* _Supplied data_

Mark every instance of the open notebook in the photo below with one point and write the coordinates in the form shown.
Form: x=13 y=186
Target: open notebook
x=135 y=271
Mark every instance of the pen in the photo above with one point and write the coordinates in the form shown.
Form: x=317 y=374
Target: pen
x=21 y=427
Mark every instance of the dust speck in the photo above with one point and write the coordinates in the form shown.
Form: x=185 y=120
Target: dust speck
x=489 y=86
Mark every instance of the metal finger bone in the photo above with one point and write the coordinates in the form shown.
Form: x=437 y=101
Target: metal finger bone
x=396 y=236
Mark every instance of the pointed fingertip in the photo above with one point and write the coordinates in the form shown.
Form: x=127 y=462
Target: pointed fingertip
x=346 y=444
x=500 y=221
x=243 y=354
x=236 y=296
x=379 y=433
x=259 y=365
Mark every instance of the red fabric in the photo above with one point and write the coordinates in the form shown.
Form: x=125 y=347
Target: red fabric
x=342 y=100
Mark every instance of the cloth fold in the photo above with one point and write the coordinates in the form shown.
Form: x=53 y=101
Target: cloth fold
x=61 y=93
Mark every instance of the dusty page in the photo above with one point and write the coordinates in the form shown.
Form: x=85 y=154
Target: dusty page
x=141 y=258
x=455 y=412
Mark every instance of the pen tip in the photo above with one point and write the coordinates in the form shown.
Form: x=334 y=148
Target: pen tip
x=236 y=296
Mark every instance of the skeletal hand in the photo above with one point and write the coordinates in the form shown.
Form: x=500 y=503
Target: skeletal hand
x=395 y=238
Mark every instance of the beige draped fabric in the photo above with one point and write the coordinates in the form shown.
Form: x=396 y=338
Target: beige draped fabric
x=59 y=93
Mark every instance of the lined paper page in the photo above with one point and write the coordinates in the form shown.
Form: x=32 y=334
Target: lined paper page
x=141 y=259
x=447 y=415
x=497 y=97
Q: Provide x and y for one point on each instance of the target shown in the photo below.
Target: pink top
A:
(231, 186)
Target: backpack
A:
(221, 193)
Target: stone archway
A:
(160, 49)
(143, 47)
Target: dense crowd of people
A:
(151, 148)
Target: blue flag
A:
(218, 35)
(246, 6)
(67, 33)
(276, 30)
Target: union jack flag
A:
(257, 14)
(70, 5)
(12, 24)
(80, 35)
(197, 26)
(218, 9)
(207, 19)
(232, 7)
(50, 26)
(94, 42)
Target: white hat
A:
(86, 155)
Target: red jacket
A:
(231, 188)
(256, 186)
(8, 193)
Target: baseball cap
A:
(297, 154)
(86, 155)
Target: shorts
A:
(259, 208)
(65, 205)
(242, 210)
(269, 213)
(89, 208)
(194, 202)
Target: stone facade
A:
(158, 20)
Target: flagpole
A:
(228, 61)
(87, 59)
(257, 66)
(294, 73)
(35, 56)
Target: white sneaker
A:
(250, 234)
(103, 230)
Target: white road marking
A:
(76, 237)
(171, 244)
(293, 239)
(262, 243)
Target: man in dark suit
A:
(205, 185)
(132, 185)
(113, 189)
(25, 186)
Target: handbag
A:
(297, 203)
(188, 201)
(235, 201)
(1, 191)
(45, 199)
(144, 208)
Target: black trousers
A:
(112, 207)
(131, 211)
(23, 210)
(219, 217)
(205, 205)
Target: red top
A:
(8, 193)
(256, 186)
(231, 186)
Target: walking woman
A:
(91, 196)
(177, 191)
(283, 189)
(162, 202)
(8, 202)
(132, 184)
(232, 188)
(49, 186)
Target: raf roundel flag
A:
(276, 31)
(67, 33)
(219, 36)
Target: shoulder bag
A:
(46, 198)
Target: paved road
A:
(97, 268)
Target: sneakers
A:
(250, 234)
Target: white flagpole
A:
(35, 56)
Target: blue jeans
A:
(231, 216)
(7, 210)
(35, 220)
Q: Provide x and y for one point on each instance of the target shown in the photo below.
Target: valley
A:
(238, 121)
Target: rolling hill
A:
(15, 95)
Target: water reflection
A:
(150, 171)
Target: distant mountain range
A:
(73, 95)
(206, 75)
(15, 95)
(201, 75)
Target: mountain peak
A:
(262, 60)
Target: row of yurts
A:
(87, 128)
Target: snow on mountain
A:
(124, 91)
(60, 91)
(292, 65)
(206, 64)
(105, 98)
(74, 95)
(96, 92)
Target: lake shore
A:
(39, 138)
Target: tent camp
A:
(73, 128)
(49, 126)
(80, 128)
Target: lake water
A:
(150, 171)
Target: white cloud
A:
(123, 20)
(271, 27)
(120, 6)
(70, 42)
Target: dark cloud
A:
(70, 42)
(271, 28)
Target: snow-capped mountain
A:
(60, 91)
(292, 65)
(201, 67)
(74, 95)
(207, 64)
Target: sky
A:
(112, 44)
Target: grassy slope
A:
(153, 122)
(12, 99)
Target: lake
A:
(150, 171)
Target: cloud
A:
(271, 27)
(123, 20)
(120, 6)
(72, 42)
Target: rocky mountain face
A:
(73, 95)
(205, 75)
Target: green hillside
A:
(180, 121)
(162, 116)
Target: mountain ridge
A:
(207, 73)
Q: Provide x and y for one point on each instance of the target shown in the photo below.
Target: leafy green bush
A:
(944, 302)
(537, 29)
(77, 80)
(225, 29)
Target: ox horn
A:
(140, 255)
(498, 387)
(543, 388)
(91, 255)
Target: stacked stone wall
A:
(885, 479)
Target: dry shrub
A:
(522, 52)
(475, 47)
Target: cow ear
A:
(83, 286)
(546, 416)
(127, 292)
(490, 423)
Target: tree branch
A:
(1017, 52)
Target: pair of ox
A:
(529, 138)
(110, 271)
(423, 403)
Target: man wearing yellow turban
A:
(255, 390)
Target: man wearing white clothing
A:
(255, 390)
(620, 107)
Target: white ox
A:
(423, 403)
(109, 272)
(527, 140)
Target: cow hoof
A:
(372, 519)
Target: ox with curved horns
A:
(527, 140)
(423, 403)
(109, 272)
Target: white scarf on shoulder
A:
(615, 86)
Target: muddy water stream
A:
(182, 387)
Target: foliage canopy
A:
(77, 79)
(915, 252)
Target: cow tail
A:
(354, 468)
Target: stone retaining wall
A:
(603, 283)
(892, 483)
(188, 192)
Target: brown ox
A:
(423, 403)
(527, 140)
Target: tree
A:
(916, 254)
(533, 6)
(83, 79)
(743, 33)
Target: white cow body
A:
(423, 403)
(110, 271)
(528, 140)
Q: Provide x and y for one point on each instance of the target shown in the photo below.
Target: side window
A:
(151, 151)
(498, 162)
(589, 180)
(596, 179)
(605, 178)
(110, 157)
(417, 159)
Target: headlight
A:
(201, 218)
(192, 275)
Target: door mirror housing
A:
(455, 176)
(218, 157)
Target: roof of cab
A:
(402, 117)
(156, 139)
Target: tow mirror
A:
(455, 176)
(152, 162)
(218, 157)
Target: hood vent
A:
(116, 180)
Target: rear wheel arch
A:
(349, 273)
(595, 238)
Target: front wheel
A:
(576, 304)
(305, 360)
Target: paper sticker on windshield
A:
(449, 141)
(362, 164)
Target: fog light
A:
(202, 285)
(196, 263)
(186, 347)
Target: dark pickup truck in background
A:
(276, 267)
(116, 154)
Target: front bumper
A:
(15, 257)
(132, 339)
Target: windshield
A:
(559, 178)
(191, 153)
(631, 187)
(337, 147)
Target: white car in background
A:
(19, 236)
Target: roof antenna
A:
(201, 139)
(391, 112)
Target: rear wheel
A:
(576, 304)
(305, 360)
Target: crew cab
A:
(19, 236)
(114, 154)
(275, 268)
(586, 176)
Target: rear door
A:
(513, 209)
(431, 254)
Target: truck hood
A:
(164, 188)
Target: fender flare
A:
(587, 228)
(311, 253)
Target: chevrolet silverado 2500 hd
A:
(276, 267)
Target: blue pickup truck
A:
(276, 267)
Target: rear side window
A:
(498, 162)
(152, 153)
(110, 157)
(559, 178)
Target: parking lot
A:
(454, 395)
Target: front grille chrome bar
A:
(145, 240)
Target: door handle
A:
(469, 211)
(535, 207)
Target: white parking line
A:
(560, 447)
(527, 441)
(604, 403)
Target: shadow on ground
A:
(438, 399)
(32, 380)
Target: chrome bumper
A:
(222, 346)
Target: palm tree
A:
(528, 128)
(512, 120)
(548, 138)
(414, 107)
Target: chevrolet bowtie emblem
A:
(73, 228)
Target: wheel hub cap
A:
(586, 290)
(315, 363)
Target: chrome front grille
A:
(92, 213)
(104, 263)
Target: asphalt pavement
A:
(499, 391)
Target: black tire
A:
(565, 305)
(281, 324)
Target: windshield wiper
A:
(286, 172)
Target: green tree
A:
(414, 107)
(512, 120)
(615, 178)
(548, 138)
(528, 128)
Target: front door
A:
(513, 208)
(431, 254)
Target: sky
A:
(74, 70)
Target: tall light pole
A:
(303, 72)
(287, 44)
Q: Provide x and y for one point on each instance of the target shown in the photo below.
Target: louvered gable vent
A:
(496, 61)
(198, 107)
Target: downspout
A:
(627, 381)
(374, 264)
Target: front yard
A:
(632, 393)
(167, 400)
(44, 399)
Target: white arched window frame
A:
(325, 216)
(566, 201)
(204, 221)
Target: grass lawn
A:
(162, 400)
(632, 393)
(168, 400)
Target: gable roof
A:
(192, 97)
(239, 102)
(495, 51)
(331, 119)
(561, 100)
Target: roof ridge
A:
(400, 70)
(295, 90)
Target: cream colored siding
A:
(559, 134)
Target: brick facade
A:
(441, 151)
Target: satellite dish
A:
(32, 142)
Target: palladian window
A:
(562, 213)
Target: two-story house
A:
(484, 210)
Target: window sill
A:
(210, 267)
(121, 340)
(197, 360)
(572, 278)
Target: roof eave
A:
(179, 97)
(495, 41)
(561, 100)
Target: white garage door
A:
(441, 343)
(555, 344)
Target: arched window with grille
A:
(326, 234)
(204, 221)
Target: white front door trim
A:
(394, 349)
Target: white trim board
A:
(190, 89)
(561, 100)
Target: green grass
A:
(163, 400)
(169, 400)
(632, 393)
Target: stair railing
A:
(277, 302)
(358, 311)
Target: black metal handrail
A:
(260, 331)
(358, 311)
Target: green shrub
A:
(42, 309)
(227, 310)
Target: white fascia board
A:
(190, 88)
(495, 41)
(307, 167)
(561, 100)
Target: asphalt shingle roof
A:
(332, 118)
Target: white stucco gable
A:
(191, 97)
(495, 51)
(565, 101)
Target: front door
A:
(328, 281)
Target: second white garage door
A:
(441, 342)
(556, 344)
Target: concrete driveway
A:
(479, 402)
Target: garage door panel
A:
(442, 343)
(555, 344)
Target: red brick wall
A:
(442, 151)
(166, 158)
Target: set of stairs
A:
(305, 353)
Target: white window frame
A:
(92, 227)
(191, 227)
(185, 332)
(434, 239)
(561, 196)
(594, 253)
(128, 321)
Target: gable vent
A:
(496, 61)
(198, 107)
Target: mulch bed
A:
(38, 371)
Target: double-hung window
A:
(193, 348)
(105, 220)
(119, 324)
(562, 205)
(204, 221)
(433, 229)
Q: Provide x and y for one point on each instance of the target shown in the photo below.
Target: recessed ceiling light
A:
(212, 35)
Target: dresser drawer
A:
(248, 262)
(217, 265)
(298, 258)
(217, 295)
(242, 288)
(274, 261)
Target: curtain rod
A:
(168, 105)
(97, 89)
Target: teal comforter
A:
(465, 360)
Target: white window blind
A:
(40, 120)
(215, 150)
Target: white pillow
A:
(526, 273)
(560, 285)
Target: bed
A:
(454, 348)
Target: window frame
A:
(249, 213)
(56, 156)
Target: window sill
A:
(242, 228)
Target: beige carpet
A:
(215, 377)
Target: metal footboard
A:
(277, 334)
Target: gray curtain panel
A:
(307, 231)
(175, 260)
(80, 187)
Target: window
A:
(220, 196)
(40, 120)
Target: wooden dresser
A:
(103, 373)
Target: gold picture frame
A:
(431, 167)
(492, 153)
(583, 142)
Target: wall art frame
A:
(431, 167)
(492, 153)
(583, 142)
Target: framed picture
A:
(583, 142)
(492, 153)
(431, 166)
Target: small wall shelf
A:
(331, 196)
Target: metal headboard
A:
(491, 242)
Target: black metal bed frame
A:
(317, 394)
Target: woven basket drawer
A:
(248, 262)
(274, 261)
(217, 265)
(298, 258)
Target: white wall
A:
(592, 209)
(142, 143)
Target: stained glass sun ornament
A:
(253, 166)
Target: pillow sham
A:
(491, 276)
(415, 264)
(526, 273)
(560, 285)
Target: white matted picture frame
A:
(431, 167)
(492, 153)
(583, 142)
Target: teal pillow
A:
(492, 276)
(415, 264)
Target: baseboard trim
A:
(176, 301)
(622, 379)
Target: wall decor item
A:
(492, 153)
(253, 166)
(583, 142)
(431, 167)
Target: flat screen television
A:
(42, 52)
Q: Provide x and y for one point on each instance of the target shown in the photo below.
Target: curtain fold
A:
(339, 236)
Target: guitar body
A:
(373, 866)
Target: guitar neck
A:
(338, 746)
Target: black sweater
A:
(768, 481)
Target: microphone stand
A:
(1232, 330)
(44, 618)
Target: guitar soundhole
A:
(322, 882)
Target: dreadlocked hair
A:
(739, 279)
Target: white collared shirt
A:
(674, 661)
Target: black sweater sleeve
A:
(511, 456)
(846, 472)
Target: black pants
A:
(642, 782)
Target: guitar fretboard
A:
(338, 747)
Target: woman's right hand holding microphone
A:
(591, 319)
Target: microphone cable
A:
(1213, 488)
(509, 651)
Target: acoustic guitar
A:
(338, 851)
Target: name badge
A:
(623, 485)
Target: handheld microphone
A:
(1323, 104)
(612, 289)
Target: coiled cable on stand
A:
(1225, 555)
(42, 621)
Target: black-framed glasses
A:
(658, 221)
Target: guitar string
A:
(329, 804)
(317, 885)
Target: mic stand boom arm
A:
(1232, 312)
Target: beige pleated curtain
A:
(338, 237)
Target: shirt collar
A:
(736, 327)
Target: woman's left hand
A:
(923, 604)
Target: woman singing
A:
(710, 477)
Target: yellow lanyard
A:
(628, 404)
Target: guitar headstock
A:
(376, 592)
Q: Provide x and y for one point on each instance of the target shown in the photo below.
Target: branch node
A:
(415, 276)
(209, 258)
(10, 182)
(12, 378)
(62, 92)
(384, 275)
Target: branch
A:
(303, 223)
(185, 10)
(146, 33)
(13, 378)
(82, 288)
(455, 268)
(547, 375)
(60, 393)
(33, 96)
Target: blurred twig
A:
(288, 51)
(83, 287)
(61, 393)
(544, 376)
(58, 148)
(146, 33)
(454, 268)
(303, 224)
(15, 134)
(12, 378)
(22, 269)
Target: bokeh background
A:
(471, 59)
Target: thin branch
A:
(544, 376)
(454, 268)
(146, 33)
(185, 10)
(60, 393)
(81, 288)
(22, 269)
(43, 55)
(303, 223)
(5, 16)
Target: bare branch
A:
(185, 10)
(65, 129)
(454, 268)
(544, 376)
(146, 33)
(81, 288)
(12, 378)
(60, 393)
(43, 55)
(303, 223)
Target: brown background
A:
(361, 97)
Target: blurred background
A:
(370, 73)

* _About this task_
Your answer must consist only of the lines from the one containing "Target: bokeh background" through the last line of the data above, both included, exactly as written.

* _Reply_
Target: bokeh background
A:
(471, 59)
Target: thin branch
A:
(544, 376)
(454, 268)
(146, 33)
(185, 10)
(60, 393)
(81, 288)
(22, 269)
(43, 55)
(303, 223)
(5, 16)
Target: bare branch
A:
(185, 10)
(65, 129)
(454, 268)
(544, 376)
(146, 33)
(81, 288)
(12, 378)
(60, 393)
(43, 55)
(303, 223)
Target: brown background
A:
(361, 97)
Target: blurred background
A:
(370, 73)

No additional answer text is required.